━━━ Stored rows ━━━
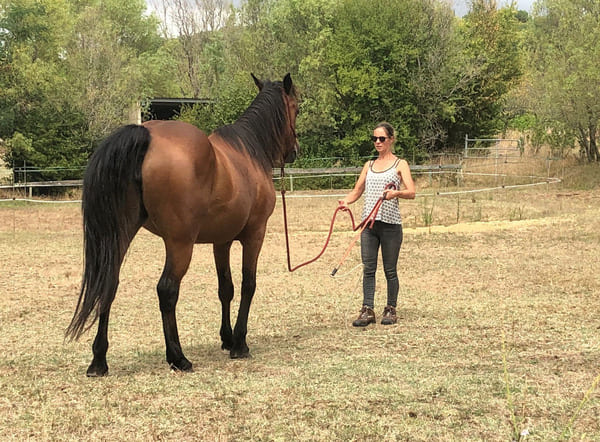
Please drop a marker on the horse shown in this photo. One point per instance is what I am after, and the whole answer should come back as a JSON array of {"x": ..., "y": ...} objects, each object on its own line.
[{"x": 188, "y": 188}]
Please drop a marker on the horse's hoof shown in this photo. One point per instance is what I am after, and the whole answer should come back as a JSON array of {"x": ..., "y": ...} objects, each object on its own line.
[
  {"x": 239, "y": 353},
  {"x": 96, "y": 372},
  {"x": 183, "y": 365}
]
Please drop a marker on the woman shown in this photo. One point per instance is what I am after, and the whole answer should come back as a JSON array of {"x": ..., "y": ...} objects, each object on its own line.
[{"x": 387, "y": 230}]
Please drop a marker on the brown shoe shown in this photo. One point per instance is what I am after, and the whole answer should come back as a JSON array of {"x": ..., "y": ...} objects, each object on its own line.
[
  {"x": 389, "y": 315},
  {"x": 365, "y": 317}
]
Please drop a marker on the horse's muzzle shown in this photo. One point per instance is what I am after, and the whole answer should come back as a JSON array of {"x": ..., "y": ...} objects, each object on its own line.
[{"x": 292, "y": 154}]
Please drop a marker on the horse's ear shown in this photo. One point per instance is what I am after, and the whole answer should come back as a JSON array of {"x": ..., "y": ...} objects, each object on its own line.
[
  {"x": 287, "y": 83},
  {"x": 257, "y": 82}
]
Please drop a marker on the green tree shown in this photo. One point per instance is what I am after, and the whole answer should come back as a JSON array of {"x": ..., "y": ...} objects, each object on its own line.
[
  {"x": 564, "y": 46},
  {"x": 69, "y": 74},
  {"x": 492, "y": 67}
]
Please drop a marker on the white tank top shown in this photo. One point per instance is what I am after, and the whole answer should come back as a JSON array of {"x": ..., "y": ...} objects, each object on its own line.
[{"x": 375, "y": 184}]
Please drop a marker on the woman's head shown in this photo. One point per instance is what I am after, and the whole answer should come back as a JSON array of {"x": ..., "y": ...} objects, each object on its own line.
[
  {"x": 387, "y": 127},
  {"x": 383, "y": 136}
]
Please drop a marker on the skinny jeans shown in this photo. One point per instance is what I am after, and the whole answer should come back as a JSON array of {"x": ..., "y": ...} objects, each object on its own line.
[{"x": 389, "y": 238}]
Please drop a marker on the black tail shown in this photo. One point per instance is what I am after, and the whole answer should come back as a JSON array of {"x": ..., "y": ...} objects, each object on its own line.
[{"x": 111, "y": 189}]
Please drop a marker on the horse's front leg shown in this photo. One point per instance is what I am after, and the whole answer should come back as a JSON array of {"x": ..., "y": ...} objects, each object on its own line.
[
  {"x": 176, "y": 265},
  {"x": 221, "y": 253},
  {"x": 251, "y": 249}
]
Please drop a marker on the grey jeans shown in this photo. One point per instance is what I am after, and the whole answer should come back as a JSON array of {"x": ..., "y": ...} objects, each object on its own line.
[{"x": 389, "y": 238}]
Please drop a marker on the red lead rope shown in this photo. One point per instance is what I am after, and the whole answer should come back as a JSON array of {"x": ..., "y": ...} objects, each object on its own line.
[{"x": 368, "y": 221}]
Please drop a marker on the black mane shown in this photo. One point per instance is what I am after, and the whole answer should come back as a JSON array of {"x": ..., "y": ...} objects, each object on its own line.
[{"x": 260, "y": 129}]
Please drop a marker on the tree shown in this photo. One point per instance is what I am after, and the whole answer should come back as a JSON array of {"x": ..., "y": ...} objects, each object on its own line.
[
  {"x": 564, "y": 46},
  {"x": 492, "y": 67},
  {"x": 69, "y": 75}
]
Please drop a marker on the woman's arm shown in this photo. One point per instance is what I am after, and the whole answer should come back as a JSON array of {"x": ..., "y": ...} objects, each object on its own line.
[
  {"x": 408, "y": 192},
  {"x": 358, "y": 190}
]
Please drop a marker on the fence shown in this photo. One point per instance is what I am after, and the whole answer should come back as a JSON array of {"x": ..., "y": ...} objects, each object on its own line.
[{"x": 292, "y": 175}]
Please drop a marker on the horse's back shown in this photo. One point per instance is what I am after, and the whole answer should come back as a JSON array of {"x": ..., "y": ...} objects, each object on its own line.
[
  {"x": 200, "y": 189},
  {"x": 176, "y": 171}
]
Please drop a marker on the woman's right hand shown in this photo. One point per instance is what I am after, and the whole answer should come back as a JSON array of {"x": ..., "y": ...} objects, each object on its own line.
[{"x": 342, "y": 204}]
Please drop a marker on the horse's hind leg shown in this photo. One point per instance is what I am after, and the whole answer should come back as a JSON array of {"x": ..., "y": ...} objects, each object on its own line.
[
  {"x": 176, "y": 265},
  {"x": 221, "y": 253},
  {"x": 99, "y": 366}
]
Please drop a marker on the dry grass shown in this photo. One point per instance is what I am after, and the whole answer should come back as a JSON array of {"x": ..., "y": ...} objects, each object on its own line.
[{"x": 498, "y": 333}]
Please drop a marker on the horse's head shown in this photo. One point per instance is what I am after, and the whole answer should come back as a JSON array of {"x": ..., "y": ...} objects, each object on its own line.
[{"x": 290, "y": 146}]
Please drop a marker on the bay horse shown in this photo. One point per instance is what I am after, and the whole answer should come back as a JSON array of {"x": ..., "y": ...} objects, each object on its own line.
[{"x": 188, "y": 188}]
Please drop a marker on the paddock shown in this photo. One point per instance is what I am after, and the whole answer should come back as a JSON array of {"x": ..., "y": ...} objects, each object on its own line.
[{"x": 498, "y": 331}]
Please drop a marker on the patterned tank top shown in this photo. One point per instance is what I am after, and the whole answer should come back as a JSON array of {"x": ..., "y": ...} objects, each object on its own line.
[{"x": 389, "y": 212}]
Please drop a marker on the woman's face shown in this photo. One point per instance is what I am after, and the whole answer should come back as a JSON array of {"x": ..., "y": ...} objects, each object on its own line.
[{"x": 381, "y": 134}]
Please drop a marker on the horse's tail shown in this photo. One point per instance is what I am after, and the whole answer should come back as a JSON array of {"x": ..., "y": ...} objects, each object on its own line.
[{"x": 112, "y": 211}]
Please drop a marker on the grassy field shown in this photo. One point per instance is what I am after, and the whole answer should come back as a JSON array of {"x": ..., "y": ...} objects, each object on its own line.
━━━
Written problem
All the lines above are to be reproduced exactly, except the pictures.

Response for this exercise
Please drop a marker on the horse shown in this photo. One point per instance is what I am after, and the whole answer should come back as a JSON array of {"x": ..., "y": ...} objects, each object on its own line.
[{"x": 188, "y": 188}]
Please drop a marker on the horse's hoof shown in this photo. One point per instance is what I am after, and the whole answer should come back as a JSON array of {"x": ..., "y": ...} objects, each object on its own line.
[
  {"x": 239, "y": 353},
  {"x": 96, "y": 372},
  {"x": 183, "y": 365}
]
Please drop a marker on the woman shown in this photo. One point per instance is what I am after, and the whole answer should come back as a JSON array of {"x": ..., "y": ...} objects, each object on its own line.
[{"x": 387, "y": 230}]
Please drop a marker on the brown shoe shown in this photo. One point per instance is what I am after, and the whole answer should come back as a JSON array of {"x": ..., "y": ...} objects, each object on its own line.
[
  {"x": 389, "y": 315},
  {"x": 365, "y": 317}
]
Please drop a marker on the horse's muzzle shown in this photo. One point per instance is what I am after, and the whole answer should come back as a JSON array of {"x": ..., "y": ...} objects, each object on its own line.
[{"x": 292, "y": 154}]
Please drop a marker on the horse's ear shown in this photo. One point per instance is what I am after, and the whole answer should come back as a JSON array of {"x": ..., "y": ...} objects, each object on its own line.
[
  {"x": 287, "y": 83},
  {"x": 257, "y": 82}
]
Please drop a marker on the green tree shown in this photo. One point per instance is what I am after, and the whole answer should come back as a JSON array of {"x": ..., "y": ...} objects, each object on its own line.
[
  {"x": 564, "y": 46},
  {"x": 69, "y": 74},
  {"x": 492, "y": 67}
]
Please drop a marker on the white tank top shown in this photo. One point per instance is what I am after, and the whole answer should come back as a JSON array of {"x": ..., "y": ...} objects, each object on its own line.
[{"x": 375, "y": 184}]
Please drop a marker on the woman's head shown in this photo. One point per instance is what I am after, and the whole answer should come back as a JSON array of {"x": ..., "y": ...} objects, each object on its own line.
[
  {"x": 387, "y": 127},
  {"x": 383, "y": 136}
]
Please drop a marker on the skinny jeans shown in this photo. One point per instance is what I am after, and the whole answer should come back as a JSON array of {"x": ..., "y": ...} objects, each object on its own line.
[{"x": 389, "y": 238}]
Please drop a marker on the black tail shown in this photo. One point per instance is what I am after, and the whole answer should come back as a JSON array of {"x": ..., "y": ...} objects, each object on its own line.
[{"x": 111, "y": 189}]
Please drop a marker on the horse's front leg shown in this photo. One point per instance is what I am after, and the whole answer should come back as a JSON array of {"x": ..., "y": ...} objects, each object on its own line.
[
  {"x": 176, "y": 265},
  {"x": 221, "y": 253},
  {"x": 251, "y": 249}
]
Please drop a marker on the grey jeans shown in this photo. One point per instance is what I am after, and the whole answer should come back as a JSON array of {"x": ..., "y": ...} objects, each object on its own line.
[{"x": 389, "y": 238}]
Please drop a marker on the red lead rope shown in this photo. One point per instance is what I am after, and the whole answer should come back as a JSON array of {"x": ..., "y": ...} objects, each object on its own line.
[{"x": 368, "y": 221}]
Please drop a marker on the black mane shown in this photo. One point per instance is what I am after, and the whole answer should come back as a JSON array of {"x": ..., "y": ...} objects, each object on its own line.
[{"x": 260, "y": 129}]
Please drop a marker on the tree shown in this photo. One point per instance is what I am after, and the whole answer should come back as a JSON array of {"x": ..., "y": ...} objects, each object on its own line.
[
  {"x": 564, "y": 46},
  {"x": 492, "y": 67},
  {"x": 69, "y": 75}
]
Please drop a marker on the woman's arm shown in this photo. One point per instance is what I am after, and the whole answer should come back as a JSON array of {"x": ..., "y": ...} objects, each object on its own line.
[
  {"x": 408, "y": 192},
  {"x": 358, "y": 190}
]
Please drop a marker on the fence shown in this photo. One point per instance is what I am after, and the whole answer should come back as a JSON array of {"x": ..., "y": ...} objects, each object on its own line.
[{"x": 292, "y": 175}]
Please drop a marker on the horse's back shown in this photo. One point per instance is what I am after, and the whole answer should come back as a JSON array of {"x": ..., "y": ...} objects, each object on its own line.
[
  {"x": 200, "y": 189},
  {"x": 176, "y": 171}
]
Please drop a marker on the woman's right hand shown in this photo. One point per instance is what I am after, and the whole answer should come back as a JSON array of {"x": ..., "y": ...} objects, each object on its own line.
[{"x": 342, "y": 204}]
Please drop a marker on the horse's hind leg shown in this photo. One point per instance is what I am after, and the whole answer should come back as a JSON array of {"x": ..., "y": ...} objects, each object on its own line.
[
  {"x": 176, "y": 265},
  {"x": 221, "y": 253},
  {"x": 99, "y": 366}
]
Please drop a marker on the dry grass shown in this photo. One point per instance is what I am after, and the whole answer should come back as a JSON array of {"x": ..., "y": ...} objects, each object on its own line.
[{"x": 498, "y": 333}]
Please drop a marker on the horse's head shown in this photo. One point per instance is what I am after, and the whole answer should come back as a JSON array of {"x": ..., "y": ...} objects, each object on its own line.
[{"x": 290, "y": 146}]
Please drop a marker on the bay horse shown in this photo. One point per instance is what I am after, and the whole answer should come back as a JSON array of {"x": ..., "y": ...} objects, each object on its own line.
[{"x": 188, "y": 188}]
Please drop a marker on the paddock shown in this photo. One point per instance is what I am after, and the whole answer should come back as a JSON array of {"x": ..., "y": ...} objects, each object on its own line.
[{"x": 498, "y": 331}]
Please drop a marker on the patterned tank top shown in this photo. One point per instance is what I am after, and the whole answer should come back as a JSON array of {"x": ..., "y": ...} objects, each object on its own line.
[{"x": 389, "y": 212}]
Please drop a marker on the woman's face shown in this photo. One point per instance is what I am after, and the whole answer should come back as a JSON array of {"x": ..., "y": ...} objects, each object on its own line.
[{"x": 381, "y": 134}]
Please drop a marker on the horse's tail shown in this photo. One point per instance is what I am after, and the whole answer should come back as a JSON array of {"x": ..., "y": ...} objects, each object on its own line.
[{"x": 112, "y": 211}]
Please drop a marker on the grassy field shown in this photo. One point per instance is what I am after, and the whole answer should come back as a JSON array of {"x": ..., "y": ...} objects, each object on its own line.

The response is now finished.